-- start Entries supplied --

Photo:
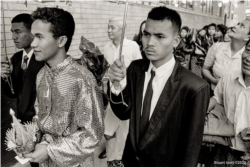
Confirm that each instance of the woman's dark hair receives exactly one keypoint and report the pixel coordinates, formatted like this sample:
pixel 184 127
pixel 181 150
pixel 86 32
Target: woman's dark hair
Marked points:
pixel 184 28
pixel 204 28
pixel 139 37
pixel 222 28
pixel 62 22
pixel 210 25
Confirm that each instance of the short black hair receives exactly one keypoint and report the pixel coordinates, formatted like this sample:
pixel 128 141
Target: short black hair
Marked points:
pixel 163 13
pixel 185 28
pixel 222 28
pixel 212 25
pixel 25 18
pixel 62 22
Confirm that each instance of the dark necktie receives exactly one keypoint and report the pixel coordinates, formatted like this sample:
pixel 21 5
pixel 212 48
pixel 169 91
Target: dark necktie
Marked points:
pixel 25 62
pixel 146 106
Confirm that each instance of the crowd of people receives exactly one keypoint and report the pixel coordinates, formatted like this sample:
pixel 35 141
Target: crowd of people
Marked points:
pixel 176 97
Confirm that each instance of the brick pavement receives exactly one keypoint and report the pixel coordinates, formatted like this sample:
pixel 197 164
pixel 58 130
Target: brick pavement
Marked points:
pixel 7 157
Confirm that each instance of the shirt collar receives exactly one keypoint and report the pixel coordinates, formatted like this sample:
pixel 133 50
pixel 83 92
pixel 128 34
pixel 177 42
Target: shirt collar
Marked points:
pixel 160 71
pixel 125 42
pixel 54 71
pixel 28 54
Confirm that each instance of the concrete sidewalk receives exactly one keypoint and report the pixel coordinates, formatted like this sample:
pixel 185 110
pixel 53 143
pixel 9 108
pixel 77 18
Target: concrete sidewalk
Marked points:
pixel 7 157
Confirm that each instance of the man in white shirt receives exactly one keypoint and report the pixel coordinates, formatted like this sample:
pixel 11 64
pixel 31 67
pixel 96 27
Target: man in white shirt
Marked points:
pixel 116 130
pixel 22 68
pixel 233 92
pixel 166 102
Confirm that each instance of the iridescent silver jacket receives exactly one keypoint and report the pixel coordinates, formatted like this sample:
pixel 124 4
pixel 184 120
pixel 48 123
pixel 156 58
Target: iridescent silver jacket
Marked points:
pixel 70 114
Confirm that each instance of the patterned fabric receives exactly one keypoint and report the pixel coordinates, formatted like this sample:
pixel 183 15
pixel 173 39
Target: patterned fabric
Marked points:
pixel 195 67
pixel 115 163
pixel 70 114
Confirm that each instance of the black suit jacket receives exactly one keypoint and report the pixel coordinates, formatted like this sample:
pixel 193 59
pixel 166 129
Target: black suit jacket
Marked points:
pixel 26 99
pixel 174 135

-- end Entries supplied --

◆ Goal ◆
Extract every line from the one with "Confirm that each instance of the patterned" down to the final line above, both included, exactly as written.

◆ Output of the exercise ◆
Confirm that each instance of the patterned fabric receives exactly one keypoint and report the pixel coordinates, formatted like this sample:
pixel 183 15
pixel 173 39
Target: patterned fabric
Marked points:
pixel 195 67
pixel 115 163
pixel 70 114
Confirm that each instance of the black suit jacket receives exactly one keypoint and report the pixel coordinates, formatted like this sample:
pixel 193 59
pixel 166 129
Target: black suit jacket
Marked points:
pixel 26 99
pixel 174 135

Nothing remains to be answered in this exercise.